SUPPLIED ENTRIES:
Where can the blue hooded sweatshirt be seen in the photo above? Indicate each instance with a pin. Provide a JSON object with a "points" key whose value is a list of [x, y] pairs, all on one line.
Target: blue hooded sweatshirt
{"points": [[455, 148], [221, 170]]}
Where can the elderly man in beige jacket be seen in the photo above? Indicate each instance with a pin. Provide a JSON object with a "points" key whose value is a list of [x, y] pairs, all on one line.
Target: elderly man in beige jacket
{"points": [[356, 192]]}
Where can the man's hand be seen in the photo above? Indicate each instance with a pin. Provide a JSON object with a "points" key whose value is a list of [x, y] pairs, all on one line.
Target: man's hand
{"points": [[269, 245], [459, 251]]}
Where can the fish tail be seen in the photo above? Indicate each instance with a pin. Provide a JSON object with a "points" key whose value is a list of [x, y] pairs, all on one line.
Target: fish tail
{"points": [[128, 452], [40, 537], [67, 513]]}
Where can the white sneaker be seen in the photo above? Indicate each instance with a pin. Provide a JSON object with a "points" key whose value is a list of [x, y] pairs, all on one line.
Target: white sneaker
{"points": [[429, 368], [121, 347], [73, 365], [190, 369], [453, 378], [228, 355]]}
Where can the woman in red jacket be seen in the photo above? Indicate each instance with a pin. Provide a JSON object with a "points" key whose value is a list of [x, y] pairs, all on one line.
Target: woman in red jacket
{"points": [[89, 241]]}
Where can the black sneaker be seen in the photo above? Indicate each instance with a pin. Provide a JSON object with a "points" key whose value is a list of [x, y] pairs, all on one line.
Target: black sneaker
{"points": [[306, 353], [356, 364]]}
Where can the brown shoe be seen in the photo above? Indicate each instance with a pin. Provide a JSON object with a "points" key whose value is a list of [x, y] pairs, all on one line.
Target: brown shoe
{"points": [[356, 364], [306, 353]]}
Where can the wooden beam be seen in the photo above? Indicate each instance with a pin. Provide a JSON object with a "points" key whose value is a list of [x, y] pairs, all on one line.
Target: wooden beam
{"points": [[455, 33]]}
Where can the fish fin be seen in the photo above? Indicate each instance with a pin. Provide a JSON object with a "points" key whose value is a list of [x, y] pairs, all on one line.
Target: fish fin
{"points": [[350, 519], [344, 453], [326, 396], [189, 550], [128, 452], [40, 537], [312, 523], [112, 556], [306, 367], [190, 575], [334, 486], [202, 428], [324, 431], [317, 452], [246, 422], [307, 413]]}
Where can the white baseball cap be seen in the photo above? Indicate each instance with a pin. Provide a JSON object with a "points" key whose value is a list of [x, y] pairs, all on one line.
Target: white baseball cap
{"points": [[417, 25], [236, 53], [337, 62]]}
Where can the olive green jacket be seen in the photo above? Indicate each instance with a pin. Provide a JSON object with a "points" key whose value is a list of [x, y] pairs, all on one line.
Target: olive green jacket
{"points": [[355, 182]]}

EXERCISE BRIEF:
Copy out word for word the part of the records that opens with the line containing "Where can the white sneaker" and closes with the line containing "Target: white sneaker", including both of those lines.

EXERCISE SOLUTION:
Where can the white sneaker be seen in the photo above? Indicate each instance with a pin. Provide a JSON object with a "points" key whose value is a list of [x, y] pairs, all on one line.
Target: white sneaker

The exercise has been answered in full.